-- SELECTED EXTRACT follows --
Hop Vietnamese has just embarked on a new capital raise as founder Paul Hopper looks to build the business back to its former size, he has told MCA.

The business’ brand IP and certain assets were acquired in an accelerated sales process by a new entity, Cau Lau Holdings, established by founder Paul Hopper, in January this year.

Following the deal, the previously five-strong business managed to secure a new rent deal with the landlord for its original Broadgate site, British Land, reopening it in April, however the other four sites remain closed.

The raise will be open to both existing and new shareholders.

Hopper said he was currently in negotiations for a couple of new sites and that the pandemic had not put it off its existing property strategy. “We are definitely going to be going after city locations and other office-led locations like Paddington, Waterloo and London Bridge,” he said.

Testing the delivery market during the past year or so the business is also confident that it has a product that works well for evening delivery. Outside office-led locations it is looking at areas that have both a good office presence during the day as well as residential for evening trade.

Hop currently operates from a dark kitchen in Canary Wharf and Putney, through a license agreement with a third part dark kitchen operator. “There is definitely am ambition there and a plan to scale that up significantly, initially across London, to capture the suburban demand.”

Hop Vietnamese has completely redesigned its internal operating model in order to better serve customers and provide significant cost efficiencies.

Hopper told MCA the new format was based around using technology to help it manage orders and production more effectively and had been inspired by the likes of Tossed’s shops and Itsu’s store of the future.
-- SELECTED EXTRACT concluded --
- **INSTRUCTIONS**
[A] In the Hop Vietnamese article, what entity acquired the business's brand IP and certain assets?
[B] Continue the Hop Vietnamese article, picking up after its last sentence.
The records that come next are separate from the Hop Vietnamese article and unrelated to it.
-- EXTRACTED MATERIAL follows --
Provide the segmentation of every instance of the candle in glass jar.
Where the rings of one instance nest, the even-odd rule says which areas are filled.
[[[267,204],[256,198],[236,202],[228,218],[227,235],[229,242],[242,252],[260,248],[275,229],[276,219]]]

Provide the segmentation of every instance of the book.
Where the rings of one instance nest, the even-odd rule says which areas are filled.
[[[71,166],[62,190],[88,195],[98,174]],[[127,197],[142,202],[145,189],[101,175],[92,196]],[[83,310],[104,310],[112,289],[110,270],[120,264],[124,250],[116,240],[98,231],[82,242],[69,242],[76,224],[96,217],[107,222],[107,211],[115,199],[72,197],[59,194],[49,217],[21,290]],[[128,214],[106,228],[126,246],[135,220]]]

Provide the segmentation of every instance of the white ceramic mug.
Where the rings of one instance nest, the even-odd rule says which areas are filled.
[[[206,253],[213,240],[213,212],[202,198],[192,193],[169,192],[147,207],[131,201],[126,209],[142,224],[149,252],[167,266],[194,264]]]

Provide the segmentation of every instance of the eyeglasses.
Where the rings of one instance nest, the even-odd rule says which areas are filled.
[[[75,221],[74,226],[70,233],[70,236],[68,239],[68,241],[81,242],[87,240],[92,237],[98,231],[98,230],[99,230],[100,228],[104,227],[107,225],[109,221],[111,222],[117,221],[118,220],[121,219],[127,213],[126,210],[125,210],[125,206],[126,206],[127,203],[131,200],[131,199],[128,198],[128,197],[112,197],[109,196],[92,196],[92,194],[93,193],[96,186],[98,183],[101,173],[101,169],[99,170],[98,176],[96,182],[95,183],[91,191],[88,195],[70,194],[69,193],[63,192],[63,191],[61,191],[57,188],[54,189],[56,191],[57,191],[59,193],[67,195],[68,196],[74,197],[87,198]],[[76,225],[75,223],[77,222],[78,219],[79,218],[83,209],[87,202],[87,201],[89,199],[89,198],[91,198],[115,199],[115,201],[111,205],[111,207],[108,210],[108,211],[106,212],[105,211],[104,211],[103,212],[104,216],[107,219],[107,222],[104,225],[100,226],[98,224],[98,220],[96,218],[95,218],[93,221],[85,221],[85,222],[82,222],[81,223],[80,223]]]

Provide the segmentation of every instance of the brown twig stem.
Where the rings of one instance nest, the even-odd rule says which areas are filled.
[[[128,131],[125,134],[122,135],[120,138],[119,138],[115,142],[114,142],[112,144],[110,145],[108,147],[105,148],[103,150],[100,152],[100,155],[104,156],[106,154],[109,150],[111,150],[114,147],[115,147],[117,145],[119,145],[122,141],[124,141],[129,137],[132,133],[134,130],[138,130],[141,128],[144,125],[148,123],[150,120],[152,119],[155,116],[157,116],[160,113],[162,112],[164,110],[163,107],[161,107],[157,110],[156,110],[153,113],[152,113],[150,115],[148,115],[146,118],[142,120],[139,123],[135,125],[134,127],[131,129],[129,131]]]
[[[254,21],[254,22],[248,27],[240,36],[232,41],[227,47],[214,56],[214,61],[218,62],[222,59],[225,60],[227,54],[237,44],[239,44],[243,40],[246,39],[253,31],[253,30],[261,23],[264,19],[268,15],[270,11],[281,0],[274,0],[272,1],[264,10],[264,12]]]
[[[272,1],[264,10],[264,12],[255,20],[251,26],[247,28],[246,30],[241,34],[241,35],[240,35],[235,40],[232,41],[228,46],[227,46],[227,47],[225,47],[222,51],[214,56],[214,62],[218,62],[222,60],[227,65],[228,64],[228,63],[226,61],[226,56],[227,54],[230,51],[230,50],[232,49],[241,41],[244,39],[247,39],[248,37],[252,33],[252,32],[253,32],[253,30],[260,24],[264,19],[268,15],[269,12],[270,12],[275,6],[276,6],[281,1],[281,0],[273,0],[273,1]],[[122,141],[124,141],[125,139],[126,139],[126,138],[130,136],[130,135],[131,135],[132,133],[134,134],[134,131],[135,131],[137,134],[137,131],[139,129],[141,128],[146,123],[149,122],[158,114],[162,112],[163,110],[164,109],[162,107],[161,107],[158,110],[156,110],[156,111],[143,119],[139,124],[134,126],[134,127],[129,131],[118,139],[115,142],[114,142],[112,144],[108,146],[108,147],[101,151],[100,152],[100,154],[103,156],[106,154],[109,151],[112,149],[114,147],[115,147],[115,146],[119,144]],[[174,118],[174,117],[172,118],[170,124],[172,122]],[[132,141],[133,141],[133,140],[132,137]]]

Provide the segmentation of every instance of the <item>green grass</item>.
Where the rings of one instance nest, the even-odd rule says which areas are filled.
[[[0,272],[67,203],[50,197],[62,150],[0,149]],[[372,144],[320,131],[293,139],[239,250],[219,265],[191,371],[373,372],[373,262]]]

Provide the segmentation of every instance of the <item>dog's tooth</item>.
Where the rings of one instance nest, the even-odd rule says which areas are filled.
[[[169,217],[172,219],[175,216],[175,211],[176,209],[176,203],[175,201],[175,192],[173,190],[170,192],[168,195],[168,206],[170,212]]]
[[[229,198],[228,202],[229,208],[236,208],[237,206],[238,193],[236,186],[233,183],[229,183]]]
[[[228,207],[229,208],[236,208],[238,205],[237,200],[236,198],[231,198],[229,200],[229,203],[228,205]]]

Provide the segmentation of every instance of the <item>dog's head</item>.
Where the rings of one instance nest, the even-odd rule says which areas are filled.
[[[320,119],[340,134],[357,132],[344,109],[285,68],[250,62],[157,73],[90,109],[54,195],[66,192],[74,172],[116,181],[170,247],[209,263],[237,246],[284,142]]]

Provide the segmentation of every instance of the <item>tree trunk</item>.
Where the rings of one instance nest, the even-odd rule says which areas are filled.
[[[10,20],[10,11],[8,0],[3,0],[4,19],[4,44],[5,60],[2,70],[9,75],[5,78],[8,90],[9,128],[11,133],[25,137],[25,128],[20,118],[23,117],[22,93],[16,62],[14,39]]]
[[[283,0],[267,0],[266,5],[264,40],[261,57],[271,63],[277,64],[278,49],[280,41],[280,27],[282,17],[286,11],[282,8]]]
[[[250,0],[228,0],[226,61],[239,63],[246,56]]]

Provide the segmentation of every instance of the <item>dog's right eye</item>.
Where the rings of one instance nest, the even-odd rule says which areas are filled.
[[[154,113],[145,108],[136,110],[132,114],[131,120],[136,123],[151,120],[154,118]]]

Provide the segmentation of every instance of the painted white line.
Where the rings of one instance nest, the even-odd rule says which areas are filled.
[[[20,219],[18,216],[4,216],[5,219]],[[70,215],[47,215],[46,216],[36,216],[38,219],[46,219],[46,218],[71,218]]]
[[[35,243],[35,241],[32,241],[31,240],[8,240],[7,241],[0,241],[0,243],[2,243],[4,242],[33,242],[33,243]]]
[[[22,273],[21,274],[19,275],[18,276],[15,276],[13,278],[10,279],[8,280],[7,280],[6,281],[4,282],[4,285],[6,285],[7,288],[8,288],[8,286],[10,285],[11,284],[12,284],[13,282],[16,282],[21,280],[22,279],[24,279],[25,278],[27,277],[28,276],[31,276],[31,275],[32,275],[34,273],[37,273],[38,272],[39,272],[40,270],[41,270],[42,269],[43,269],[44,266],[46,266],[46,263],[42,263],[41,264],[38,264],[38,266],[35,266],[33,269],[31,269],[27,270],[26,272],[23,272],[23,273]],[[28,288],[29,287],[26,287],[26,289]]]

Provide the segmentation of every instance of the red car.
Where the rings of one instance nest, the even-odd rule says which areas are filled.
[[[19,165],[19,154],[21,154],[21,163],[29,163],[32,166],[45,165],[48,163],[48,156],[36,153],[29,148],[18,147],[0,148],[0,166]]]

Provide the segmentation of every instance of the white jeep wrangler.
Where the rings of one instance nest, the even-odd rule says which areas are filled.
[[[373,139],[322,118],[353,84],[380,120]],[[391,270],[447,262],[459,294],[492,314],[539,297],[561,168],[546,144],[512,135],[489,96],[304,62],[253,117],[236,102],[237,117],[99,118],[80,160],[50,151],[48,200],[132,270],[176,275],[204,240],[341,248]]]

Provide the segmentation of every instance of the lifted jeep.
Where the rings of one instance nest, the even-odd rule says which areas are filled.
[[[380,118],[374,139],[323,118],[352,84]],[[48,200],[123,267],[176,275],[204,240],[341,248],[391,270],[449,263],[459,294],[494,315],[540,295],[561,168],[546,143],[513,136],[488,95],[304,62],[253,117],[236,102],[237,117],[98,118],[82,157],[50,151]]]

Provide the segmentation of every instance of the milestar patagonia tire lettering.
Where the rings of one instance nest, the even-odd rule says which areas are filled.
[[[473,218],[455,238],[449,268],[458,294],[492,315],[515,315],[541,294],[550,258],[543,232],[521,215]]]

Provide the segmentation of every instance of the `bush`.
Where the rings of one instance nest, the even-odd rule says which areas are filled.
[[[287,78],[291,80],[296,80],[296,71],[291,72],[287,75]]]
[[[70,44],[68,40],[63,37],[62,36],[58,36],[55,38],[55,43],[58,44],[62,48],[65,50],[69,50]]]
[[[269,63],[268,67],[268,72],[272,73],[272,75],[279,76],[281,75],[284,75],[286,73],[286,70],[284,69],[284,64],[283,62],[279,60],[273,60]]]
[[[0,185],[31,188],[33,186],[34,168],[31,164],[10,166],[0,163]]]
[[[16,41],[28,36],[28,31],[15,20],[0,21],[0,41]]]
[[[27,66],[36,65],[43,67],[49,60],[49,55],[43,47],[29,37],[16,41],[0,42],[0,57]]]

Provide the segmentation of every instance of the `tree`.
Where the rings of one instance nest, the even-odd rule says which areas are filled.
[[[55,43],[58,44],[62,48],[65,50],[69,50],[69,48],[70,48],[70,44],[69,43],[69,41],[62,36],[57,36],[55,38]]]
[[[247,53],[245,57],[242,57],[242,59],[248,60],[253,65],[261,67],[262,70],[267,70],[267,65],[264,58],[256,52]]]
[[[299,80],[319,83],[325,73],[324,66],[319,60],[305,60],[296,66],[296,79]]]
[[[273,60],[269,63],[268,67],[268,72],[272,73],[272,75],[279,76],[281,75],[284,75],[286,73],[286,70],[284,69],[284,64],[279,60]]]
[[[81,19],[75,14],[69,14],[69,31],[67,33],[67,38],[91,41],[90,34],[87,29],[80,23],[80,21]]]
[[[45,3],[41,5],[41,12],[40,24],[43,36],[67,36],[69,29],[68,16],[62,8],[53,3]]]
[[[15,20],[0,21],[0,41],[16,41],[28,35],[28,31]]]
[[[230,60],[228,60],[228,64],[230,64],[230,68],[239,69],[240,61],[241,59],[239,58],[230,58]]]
-- EXTRACTED MATERIAL concluded --
- **ANSWER SET**
[A] Cau Lau Holdings, a new entity established by founder Paul Hopper.

[B]
It had been focused on pre-preparing everything in the morning, which was labour intensive, meant they could not offer customisation and was costly if it happened to be a quieter than expected day.

“We have overhauled the business model. We have replaced the tills with screens and adopted a more made to order model and have seen around a 35% reduction in labour costs,” he explained.

Hopper said that it needed to devise a model than worked on its base line estimate that sales were likely to be in the region of 65-70% of what they were pre-pandemic. He said the reaction to the changes from customers had been very positive with average spend up 20%.

“The P&L looks better than it did pre-Covid. We have actually found a more profitable business model which is definitely more suited to what we think the new normal looks like,” he added.

Hopper said the business had also seen a huge uptick in corporate catering orders as many offices have ditched their inhouse canteens during the pandemic. “We are seeing more corporate orders now than we were across the five stores pre-lockdown.”